_SELECTED EXCERPT:_
+++

DETAILED DESCRIPTION
[0015] An optical device having a total internal reflection (TIR)
switch is able to switch between two different optical imaging
paths. Each optical imaging path has different optical
characteristics and/or different sensor planes that cause a
detector (or detector array) to capture different imagery depending
upon which optical imaging path is used. The TIR switch is
switchable between a TIR state and a transmission state to control
which optical imaging path is used by the device for imaging.
[0016] FIG. 1 is a diagram of an example embodiment of an optical
device 100 capable of switching between two different optical
imaging paths. The optical device 100 includes two different front
portions: front portion A 110a and front portion B 110b. Each front
portion 110 is configured to receive incident light through its
respective front aperture 160. The optical device 100 also include
a common back portion 130. Front portion A 110a and common back
portion 130 form one optical imaging path A, and front portion B
110b and common back portion 130 from another optical imaging path
B. The two optical imaging paths A and B have different imaging
characteristics, resulting in different images captured by the
detector 170 depending on which front portion 110 is in use.
[0017] The front portions 110 are switchably optically coupled to
the back portion 130 depending on the state of TIR switch 120. The
TIR switch 120 controls the transmission of light from the front
portions 110 to the back portion 130. Back portion 130 images light
received from the front portions 110 onto a detector 170. The
optical device 100 may also be coupled to electronics (not shown),
for example a computer or other processing device, in order to
process or store images captured by the detector 170.
[0018] The TIR switch 120 is configured to switch an interface
between two different states: a "TIR" state and a "transmission"

+++

_REQUIREMENT 1:_
In the TIR switch description, which component controls the transmission of light from the front portions to the back portion?
_REQUIREMENT 2:_
Print the part of the TIR switch description starting with "switch is able" and going on through "device for imaging.".
Answer using nothing but the text above.

Pointing and labeling entries:

+++

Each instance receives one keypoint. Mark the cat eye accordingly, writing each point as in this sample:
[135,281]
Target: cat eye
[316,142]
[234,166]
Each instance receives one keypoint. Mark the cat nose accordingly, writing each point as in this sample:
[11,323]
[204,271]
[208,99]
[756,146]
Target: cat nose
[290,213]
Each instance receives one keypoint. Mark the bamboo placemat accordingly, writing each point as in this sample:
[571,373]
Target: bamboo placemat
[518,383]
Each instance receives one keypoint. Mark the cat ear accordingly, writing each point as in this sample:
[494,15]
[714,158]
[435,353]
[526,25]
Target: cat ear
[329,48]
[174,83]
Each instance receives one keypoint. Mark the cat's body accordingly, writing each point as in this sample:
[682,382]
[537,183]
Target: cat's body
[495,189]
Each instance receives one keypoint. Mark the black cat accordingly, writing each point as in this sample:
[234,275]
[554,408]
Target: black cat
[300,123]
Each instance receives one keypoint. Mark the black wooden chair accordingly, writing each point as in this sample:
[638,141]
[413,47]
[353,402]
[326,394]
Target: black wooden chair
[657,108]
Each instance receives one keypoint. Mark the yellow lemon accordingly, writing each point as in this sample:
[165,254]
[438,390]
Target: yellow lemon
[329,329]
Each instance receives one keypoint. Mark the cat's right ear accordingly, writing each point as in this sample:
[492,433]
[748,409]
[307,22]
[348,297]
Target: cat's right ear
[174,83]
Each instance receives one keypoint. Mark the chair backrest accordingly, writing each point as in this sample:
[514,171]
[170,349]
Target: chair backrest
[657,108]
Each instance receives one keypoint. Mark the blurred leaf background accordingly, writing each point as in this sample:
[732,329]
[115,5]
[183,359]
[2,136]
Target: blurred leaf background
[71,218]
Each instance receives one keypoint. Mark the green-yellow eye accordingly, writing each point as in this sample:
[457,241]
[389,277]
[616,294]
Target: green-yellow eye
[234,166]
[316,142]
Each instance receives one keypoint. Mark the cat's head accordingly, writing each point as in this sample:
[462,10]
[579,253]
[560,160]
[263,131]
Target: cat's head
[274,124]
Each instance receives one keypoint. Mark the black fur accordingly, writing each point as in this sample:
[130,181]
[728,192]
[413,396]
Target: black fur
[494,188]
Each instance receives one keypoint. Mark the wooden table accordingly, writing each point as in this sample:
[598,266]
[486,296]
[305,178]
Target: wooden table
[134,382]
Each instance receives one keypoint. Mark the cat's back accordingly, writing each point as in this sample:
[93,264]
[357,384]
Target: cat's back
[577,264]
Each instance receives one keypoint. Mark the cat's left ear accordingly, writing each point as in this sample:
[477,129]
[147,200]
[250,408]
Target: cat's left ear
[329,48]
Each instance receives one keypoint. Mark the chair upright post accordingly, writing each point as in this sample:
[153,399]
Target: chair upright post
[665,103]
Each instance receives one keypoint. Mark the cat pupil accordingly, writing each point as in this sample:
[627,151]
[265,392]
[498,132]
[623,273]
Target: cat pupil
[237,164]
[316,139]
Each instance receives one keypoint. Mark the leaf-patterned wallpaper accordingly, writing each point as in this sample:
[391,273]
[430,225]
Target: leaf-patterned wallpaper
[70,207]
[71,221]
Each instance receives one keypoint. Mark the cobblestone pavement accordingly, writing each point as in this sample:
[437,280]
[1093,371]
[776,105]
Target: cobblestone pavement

+++

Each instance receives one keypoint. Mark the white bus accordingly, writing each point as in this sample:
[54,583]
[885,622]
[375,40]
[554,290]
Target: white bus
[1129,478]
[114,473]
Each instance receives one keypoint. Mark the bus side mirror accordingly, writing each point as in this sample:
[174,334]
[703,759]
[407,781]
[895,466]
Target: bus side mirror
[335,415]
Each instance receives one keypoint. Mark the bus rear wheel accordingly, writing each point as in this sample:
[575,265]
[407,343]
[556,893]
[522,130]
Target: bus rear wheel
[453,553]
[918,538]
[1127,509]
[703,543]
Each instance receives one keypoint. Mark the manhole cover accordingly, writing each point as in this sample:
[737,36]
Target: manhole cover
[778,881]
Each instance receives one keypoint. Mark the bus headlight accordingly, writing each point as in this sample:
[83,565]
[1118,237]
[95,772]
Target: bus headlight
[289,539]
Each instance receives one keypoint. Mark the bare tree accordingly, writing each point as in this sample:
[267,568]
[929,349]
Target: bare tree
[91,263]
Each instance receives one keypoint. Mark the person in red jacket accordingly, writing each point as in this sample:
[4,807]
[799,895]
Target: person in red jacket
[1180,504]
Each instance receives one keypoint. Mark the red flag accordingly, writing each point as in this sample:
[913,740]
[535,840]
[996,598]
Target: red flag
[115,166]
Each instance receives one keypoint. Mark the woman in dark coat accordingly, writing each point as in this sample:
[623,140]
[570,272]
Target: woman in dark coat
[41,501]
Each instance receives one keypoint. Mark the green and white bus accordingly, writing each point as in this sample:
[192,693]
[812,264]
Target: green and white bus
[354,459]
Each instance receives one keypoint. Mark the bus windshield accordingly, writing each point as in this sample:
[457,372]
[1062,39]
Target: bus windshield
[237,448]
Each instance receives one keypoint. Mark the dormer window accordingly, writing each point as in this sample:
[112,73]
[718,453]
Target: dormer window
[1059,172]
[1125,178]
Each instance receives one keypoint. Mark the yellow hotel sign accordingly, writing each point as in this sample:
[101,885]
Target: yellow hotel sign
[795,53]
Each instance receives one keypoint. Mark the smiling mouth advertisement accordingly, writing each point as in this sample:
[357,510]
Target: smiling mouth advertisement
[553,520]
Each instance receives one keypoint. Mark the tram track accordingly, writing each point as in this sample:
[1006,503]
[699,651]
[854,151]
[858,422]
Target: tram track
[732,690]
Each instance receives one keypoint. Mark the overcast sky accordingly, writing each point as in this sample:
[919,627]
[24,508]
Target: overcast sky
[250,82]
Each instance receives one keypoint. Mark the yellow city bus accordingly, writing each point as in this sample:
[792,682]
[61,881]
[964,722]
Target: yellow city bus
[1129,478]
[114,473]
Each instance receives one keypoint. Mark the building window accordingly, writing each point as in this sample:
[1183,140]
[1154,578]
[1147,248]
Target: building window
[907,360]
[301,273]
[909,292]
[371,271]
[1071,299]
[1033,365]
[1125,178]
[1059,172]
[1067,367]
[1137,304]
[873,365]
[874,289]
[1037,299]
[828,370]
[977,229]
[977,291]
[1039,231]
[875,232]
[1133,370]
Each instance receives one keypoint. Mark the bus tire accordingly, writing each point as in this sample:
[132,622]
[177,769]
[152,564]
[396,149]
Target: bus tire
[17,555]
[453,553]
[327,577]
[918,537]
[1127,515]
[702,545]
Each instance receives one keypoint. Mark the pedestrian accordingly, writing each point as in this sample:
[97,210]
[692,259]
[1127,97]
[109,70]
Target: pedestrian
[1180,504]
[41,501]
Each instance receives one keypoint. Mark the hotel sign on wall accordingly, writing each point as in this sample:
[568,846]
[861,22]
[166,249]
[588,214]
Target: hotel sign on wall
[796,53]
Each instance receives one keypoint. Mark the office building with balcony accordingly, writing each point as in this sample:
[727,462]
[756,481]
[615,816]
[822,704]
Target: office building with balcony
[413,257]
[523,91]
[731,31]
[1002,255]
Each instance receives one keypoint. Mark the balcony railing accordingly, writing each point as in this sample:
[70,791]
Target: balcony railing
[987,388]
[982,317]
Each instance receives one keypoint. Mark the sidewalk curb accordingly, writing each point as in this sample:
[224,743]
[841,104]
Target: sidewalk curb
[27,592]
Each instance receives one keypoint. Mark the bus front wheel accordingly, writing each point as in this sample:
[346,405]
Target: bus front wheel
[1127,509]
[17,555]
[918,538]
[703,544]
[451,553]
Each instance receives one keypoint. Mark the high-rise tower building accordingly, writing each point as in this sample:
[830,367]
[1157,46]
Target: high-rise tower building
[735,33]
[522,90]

+++

_PROBLEM SOLUTION 1:_
The TIR switch 120 controls it.

_PROBLEM SOLUTION 2:_
switch is able to switch between two different optical imaging
paths. Each optical imaging path has different optical
characteristics and/or different sensor planes that cause a
detector (or detector array) to capture different imagery depending
upon which optical imaging path is used. The TIR switch is
switchable between a TIR state and a transmission state to control
which optical imaging path is used by the device for imaging.